▶ _What is being asked_:
Without copying any picture, return all lines below exactly.
★ ★ ★
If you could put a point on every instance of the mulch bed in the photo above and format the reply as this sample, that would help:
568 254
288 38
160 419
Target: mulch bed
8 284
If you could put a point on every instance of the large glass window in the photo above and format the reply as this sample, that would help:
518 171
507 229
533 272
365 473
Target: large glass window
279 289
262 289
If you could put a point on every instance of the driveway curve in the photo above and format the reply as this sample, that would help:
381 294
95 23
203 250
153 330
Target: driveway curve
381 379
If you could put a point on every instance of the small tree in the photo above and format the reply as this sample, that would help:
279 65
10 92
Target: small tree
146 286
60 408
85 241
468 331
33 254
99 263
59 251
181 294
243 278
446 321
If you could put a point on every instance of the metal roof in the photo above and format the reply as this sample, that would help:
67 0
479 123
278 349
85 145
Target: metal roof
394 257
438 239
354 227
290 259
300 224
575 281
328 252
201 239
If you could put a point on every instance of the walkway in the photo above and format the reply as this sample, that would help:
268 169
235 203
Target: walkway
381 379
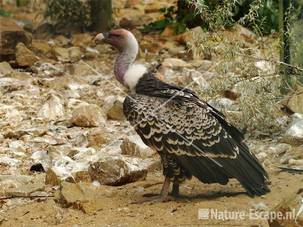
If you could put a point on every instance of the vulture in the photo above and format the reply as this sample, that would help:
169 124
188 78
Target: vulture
191 137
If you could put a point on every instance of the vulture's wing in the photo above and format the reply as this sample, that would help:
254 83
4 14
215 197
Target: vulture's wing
192 132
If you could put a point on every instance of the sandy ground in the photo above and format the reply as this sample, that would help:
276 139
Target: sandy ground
121 208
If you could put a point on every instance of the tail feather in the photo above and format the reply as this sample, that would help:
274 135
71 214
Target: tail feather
245 168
★ ★ ★
▶ _Solved problem_:
If you could put a point on every instance of the mulch bed in the photo above and format the reply as this sample, that would help:
568 254
288 38
160 419
Target: mulch bed
8 284
If you could put a point on every instance of the large glass window in the photo above and format the reply as this sample, that would help:
518 171
507 229
533 272
365 473
Target: large glass window
279 289
262 289
If you could put a point on every instance of the driveway curve in the photo above and format the reply as this sample, that would help:
381 294
95 23
203 250
153 330
Target: driveway curve
381 379
If you could put a point on every instance of the small tree in the photo above and format the reply as this sample, that would help:
279 65
10 92
Target: small tree
146 286
60 408
85 241
468 331
33 254
99 263
59 251
181 294
243 278
446 321
If you could put a point on every instance of the metal roof in the photo above and format the reply as this sample, that would help:
67 0
479 123
278 349
85 145
Target: metal roof
394 257
438 239
354 227
290 259
300 224
575 281
328 252
201 239
If you could put a point on every instance of the walkway in the photo above and format the reply as this sample, that would help:
268 169
235 203
Target: walkway
381 379
If you could put a point on every instance of the vulture in the photo above and format the reply as this sample, that would help:
169 124
188 78
Target: vulture
191 137
If you could put a point on every instance of the vulture's wing in the photo above and format the reply as this sample, that would help:
254 83
4 14
215 197
Target: vulture's wing
192 132
If you could put a point on every instance of the sandy ground in the photo above and format the reply as this sample, that would help:
276 139
Target: sandy ground
121 208
If you could put a point on every instance of the tail feather in the photo above and format the reply as this sample, that would help:
274 135
71 214
Target: tail feather
245 168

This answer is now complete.